→ **Exercise instructions**:
a. In the passage on regulating charitable solicitations, how much does Kentucky require a registrant to pay for a criminal background investigation?
b. Write out the passage on regulating charitable solicitations word for word, everything from "Some of the" down to "bother to register.".

→ **Selected text**:
--- begin ---

Other concerns expressed to me regarded the requirements in Georgia and Tennessee for a resume with a ten year employment history, or the requirement in Kentucky that the registrant pay $5.00 for a criminal background investigation, or the requirement in Tennessee to provide salary data for officers, or the requirement in Georgia to provide financial statements of the fundraisers. None of these requirements seemed to those who I interviewed, many of whom support some regulation in principle, to be reasonable methods to ferret out fraud and corruption in charitable solicitations.

Some of the regulated who most strongly support regulation for the “good of the industry” still long for a single registration form to reduce the costs and uncertainty of compliance. One charity officer who does her own registration work referred to the psychological stress and jeopardy associated with not knowing what is being asked on certain forms or what requirements may be imposed. This individual was clearly motivated to and attempted to comply with any and all regulations. Yet she was frustrated to have a registration rejected by a state solely because the notary who had notarized a signature had mistakenly written the wrong date on the notarization. This same charity competes in the marketplace against others who not only don’t worry about such trivial matters but who don’t even bother to register.

Opportunity costs and costs due to anti-competitive effects

Less obvious than the prior two types of economic costs are those associated with indirect effects of regulation. For example, many states require substantial bonds for professional fundraisers. This creates an economic barrier to entry into the business of professional fundraising. Such barriers often prevent small, less well financed agencies from entering the marketplace. The anti-competitive effects of this type of regulation (bonding) causes larger, better financed agencies to be able to establish and maintain generally higher fees since they need not compete with these less well financed smaller or start-up fundraising agencies.

--- end ---

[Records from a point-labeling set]
--- begin ---

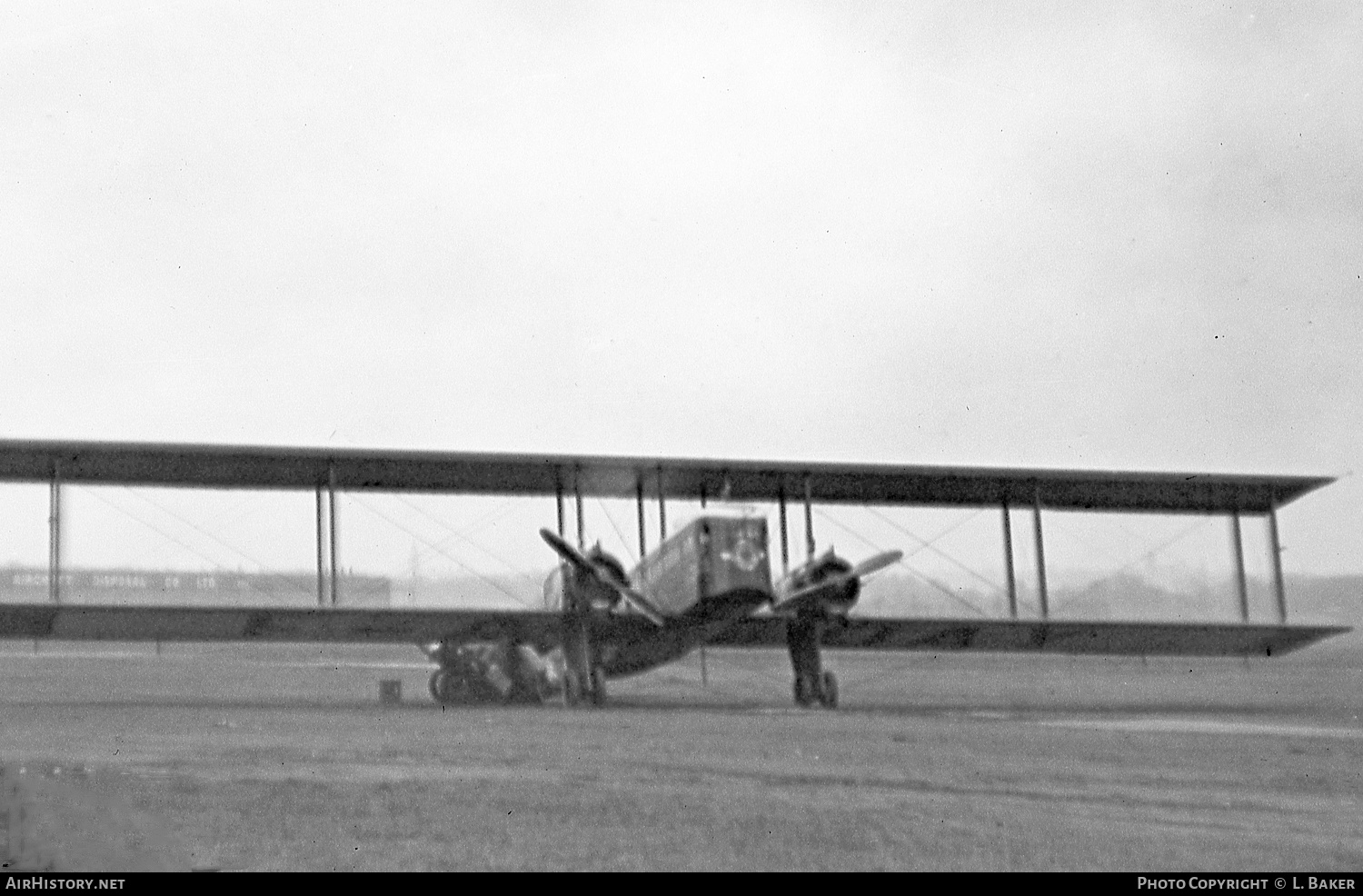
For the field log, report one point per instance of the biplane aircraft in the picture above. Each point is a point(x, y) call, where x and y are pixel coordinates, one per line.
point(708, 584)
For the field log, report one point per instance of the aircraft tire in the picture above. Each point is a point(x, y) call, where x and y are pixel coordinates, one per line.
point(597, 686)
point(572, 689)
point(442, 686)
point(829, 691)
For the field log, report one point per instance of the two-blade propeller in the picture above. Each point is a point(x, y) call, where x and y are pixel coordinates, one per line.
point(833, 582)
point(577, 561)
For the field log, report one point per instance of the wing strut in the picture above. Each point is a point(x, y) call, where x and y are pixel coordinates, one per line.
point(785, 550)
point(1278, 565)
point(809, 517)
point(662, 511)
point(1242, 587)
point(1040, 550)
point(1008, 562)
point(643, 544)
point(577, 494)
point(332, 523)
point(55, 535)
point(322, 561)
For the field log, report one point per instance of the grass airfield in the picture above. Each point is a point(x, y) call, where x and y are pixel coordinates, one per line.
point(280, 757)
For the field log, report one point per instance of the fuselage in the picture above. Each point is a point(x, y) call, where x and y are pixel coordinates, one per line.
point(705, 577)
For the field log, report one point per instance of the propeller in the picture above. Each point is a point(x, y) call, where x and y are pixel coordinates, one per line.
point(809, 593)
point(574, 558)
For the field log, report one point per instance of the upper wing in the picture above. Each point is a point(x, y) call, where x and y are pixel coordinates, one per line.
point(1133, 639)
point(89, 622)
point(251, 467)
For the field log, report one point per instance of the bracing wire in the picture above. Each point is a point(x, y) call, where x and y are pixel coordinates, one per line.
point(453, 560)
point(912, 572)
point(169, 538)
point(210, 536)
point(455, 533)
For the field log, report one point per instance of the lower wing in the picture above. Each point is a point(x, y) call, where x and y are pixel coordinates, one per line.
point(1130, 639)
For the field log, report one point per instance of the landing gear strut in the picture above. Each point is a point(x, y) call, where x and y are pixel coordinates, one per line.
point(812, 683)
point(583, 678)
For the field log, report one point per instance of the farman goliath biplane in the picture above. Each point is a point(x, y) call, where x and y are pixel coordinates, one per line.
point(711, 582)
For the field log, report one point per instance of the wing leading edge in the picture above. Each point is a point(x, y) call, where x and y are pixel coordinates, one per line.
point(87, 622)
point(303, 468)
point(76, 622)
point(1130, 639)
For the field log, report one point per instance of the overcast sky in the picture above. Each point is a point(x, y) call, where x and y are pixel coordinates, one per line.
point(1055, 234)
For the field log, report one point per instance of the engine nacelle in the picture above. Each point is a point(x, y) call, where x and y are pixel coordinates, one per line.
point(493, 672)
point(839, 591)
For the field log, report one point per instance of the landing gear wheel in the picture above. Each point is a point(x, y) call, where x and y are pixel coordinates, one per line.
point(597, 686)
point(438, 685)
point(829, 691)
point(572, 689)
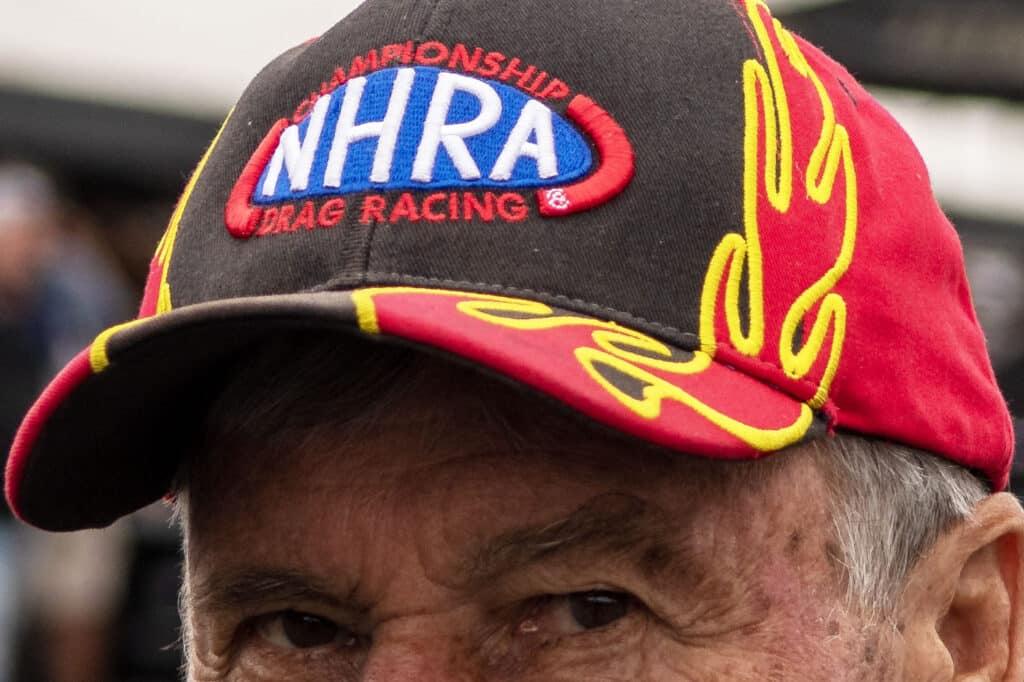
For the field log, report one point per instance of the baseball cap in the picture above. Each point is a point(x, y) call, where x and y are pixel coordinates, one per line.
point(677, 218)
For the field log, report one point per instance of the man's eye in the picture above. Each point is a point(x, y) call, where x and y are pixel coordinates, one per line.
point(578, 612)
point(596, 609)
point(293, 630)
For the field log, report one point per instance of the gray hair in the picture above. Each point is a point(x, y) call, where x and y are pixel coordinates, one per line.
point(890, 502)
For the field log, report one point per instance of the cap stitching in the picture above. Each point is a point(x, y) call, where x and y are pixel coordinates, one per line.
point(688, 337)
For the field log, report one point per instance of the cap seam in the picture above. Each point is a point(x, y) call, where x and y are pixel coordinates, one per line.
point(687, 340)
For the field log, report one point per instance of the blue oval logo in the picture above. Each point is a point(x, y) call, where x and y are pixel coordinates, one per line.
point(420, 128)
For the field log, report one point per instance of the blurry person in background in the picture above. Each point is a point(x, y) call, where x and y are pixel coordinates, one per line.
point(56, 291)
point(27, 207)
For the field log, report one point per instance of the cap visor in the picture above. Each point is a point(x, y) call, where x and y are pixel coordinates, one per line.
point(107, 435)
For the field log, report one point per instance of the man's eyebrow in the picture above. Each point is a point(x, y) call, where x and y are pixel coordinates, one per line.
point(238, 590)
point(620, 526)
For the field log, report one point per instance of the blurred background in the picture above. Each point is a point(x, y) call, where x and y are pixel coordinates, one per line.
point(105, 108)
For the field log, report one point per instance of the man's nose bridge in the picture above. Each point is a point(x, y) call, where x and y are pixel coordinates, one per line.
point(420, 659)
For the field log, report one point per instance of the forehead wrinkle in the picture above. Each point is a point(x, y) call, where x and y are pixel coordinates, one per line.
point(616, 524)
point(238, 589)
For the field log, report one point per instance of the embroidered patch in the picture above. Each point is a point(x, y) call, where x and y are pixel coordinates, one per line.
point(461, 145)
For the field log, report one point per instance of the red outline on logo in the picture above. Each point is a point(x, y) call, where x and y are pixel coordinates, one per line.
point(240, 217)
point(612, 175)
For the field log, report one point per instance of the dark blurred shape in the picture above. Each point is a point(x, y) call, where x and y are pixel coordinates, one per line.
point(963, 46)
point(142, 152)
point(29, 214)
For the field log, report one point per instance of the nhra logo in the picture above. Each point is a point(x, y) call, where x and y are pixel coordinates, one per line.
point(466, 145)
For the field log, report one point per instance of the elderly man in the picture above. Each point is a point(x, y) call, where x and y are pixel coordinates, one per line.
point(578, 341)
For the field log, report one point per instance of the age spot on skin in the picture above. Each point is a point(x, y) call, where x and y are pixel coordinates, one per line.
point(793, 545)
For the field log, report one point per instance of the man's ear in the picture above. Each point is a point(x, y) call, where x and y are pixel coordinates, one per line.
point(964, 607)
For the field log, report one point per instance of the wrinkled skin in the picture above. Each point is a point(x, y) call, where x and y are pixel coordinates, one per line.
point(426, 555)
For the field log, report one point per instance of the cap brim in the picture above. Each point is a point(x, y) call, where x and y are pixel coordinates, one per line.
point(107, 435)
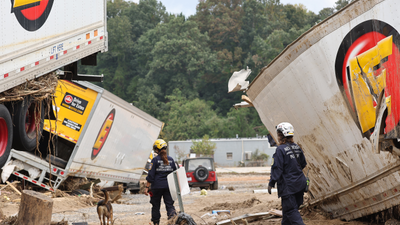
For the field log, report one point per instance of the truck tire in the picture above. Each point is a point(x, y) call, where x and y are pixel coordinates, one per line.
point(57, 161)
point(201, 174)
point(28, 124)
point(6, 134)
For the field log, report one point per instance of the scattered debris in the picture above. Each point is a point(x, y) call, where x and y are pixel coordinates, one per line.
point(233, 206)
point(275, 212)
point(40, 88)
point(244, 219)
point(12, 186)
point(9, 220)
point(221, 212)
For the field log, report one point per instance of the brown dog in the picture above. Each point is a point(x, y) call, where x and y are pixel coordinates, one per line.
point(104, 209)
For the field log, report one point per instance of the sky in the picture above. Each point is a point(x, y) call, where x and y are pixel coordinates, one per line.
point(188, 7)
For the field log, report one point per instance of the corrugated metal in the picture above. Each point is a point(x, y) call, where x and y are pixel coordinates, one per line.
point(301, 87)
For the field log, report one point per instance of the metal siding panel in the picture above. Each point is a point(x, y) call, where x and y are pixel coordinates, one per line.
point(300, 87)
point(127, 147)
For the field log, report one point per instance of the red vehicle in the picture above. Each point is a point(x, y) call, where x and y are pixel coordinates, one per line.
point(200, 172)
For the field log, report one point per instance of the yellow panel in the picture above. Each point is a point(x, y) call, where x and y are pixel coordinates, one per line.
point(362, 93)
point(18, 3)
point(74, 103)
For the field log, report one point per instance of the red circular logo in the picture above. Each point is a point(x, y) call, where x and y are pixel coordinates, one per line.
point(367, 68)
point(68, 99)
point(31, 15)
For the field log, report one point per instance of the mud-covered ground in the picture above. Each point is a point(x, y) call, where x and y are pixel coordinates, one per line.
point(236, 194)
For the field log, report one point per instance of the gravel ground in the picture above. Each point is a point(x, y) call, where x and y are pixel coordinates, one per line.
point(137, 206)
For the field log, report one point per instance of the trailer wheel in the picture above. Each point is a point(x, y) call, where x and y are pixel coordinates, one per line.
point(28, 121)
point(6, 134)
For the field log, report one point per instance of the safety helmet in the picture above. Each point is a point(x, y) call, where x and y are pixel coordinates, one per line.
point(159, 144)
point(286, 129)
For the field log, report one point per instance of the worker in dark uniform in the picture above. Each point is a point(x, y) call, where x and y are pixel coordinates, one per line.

--- end ---

→ **Outputs**:
a. $5.00

b.
Some of the regulated who most strongly support regulation for the “good of the industry” still long for a single registration form to reduce the costs and uncertainty of compliance. One charity officer who does her own registration work referred to the psychological stress and jeopardy associated with not knowing what is being asked on certain forms or what requirements may be imposed. This individual was clearly motivated to and attempted to comply with any and all regulations. Yet she was frustrated to have a registration rejected by a state solely because the notary who had notarized a signature had mistakenly written the wrong date on the notarization. This same charity competes in the marketplace against others who not only don’t worry about such trivial matters but who don’t even bother to register.